Document segment.
════════

It opened on Valentine's Day and, at almost a month old, Babu Ji is already well-established. It's the third in a line of next-generation Indian restaurants from Jennifer and Jessi Singh of north-side's Horn Please and Kyneton's Dhaba at the Mill (which they sold late last year).

Their evolution of the Indian-Aussie eatery elevates traditional dishes with top local produce and fresh presentation, and delivers it in comfortable spaces that are uncluttered and clever, with wry glimmers, such as vintage Bollywood projected high on a white wall.

Like its siblings, Babu Ji has dash - check the 'tache on the eponymous babu-ji ("mister"), and listen for '70s and '80s Hindi disco tunes. But Babu is anchored by a terrazzo floor, heavy, swinging saloon doors and the lofty, windowed room that was the fancy bit of the George's Melbourne Wine Room. The food, too, is part serious, part playful.

Yoghurt kebabs with beetroot.
Yoghurt kebabs with beetroot. Photo: Eddie Jim

Starters ("from the street") are real surprise packages. Gol gappa are crisp wheat-puff pods that, when slammed whole, release layers of flavour - a cool, creamy yoghurt meets a zippy blend of coriander, mint, green chilli and lime, and an ooze of jaggery-sweet tamarind.

════════

Information given.

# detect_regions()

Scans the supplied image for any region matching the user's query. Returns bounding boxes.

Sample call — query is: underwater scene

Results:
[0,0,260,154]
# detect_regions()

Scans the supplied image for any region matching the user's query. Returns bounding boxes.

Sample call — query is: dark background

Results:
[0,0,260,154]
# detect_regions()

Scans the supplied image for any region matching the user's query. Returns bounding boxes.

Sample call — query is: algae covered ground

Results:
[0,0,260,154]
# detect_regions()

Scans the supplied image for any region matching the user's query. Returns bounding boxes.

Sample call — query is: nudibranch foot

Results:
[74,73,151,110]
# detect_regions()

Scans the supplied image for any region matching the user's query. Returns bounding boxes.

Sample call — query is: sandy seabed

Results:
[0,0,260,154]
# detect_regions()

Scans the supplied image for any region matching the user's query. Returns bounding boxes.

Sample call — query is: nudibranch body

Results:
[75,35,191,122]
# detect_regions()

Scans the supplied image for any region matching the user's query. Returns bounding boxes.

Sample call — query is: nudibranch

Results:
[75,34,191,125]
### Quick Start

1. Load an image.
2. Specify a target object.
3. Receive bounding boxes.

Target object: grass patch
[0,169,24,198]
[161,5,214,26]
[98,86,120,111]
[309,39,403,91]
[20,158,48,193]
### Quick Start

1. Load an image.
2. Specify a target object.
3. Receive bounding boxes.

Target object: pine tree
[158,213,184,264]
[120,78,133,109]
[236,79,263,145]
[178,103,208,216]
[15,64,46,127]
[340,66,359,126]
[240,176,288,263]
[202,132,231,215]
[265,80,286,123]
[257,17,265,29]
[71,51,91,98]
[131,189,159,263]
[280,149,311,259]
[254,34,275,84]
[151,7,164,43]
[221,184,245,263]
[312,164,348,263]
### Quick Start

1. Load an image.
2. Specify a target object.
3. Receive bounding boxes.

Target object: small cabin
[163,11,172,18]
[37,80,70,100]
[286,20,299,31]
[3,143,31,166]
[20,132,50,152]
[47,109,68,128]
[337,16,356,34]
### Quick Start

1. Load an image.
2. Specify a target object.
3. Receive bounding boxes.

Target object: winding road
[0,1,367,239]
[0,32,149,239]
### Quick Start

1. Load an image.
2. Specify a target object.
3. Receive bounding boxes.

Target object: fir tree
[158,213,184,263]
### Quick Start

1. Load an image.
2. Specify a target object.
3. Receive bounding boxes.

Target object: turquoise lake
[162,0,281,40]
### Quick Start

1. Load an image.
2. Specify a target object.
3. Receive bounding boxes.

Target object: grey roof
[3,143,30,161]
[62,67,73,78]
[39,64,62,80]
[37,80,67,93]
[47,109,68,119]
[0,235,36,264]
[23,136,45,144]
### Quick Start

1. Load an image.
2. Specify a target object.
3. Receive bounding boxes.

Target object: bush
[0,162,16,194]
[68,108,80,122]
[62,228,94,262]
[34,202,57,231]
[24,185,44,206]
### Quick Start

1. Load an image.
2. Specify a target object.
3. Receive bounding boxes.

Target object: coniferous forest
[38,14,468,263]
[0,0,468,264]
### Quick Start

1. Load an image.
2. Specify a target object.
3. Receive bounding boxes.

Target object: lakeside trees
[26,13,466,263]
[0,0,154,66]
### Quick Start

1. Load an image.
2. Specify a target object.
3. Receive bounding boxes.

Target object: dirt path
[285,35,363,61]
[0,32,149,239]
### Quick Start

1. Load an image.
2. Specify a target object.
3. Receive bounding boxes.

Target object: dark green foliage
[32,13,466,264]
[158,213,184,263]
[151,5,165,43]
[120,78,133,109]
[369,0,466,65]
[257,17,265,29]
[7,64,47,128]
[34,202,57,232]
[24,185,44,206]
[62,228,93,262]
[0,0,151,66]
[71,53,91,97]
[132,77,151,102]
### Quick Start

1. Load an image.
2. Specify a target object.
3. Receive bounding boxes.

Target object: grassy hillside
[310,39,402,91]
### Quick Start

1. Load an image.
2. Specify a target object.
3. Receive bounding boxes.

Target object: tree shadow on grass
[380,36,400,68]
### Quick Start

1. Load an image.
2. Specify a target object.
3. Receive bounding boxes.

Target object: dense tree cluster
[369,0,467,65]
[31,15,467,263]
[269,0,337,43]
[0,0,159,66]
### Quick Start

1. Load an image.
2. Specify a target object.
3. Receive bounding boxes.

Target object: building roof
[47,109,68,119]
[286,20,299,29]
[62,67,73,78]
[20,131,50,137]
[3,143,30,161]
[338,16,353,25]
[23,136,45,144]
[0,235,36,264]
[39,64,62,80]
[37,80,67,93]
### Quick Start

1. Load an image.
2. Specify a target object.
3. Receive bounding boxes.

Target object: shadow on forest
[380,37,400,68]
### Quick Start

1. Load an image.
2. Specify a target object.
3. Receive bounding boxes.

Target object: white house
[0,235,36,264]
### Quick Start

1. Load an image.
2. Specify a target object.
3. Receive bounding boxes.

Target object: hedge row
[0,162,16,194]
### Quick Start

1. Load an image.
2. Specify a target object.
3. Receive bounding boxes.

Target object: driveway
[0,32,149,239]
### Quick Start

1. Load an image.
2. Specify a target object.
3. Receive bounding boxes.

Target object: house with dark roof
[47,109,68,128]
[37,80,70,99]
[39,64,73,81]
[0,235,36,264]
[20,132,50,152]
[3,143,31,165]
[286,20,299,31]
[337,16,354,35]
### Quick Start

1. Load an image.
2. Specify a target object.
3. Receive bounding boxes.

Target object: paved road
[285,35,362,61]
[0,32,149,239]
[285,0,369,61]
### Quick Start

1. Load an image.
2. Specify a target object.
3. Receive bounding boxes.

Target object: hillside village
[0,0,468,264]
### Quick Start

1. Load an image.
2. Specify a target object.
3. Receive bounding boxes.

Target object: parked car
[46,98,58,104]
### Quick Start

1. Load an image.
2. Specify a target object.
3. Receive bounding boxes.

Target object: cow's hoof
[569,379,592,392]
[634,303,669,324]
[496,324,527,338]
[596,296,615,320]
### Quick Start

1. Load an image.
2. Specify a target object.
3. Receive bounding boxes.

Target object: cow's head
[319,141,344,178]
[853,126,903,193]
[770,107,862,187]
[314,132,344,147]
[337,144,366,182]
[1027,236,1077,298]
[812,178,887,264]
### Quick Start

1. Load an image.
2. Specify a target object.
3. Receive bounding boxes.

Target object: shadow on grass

════════

Requests.
**1.** According to the restaurant review, on what day did Babu Ji open?
**2.** Report every line of the entries that contains the word "house".
The restaurant review and the entries have no connection to each other.

Responses by task.
**1.** Babu Ji opened on Valentine's Day.

**2.**
Target object: white house
Target object: house with dark roof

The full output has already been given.